## Stated goal
Rewrite the items below, from the line that contains "Flash Round! Name the bounding box of the stone trim" through the very end, keeping every request line as it is. Move each bounding box coordinate in the answers up by 70.

## Material for this task
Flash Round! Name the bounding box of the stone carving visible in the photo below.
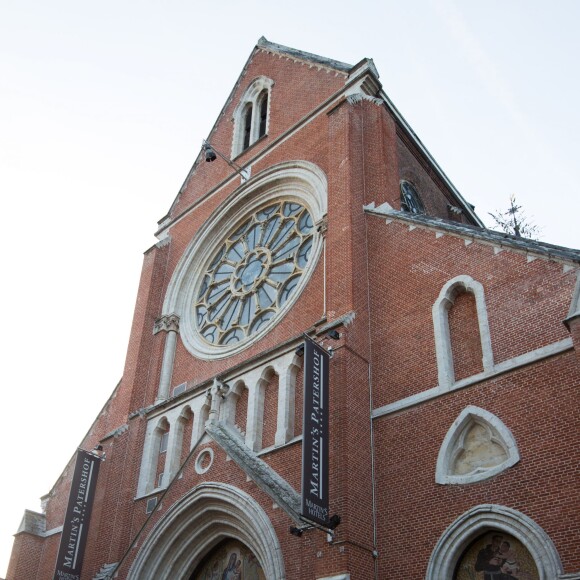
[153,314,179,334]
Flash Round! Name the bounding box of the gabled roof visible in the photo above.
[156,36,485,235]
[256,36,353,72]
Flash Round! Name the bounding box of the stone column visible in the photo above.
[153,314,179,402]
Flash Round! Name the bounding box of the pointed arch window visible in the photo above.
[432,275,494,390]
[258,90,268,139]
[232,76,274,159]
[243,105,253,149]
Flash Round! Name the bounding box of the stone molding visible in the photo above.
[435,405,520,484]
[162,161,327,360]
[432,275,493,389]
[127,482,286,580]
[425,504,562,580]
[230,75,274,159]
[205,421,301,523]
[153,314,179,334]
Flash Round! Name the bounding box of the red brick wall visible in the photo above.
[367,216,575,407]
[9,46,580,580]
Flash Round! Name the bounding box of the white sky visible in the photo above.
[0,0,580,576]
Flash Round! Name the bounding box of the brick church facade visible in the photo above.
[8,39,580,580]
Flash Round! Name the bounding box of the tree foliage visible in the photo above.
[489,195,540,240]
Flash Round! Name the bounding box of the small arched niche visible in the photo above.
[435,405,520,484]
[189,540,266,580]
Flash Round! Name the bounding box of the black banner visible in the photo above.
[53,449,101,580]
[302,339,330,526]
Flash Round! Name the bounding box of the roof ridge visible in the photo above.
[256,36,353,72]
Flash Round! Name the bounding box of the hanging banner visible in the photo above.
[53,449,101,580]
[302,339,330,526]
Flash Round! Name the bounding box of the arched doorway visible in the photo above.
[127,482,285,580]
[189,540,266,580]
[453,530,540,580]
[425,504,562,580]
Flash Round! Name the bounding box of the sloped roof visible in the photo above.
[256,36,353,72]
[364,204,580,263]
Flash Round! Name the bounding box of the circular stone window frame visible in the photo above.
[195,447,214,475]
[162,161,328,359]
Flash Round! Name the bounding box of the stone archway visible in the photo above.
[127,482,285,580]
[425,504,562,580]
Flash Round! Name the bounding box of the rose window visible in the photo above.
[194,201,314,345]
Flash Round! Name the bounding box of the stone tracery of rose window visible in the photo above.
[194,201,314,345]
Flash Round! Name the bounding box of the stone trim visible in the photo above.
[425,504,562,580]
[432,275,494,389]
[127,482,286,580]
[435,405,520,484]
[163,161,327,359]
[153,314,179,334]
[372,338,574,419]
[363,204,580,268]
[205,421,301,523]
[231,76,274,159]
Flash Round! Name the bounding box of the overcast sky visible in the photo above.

## Solution to this exercise
Flash Round! Name the bounding box of the stone trim visible in the photo above.
[495,574,632,650]
[502,345,564,459]
[197,552,356,650]
[505,475,590,554]
[233,231,397,429]
[223,384,249,404]
[442,408,644,489]
[433,274,650,338]
[275,491,371,593]
[301,146,344,229]
Flash Round! Name the bounding box of the overcast sky visible in the photo above.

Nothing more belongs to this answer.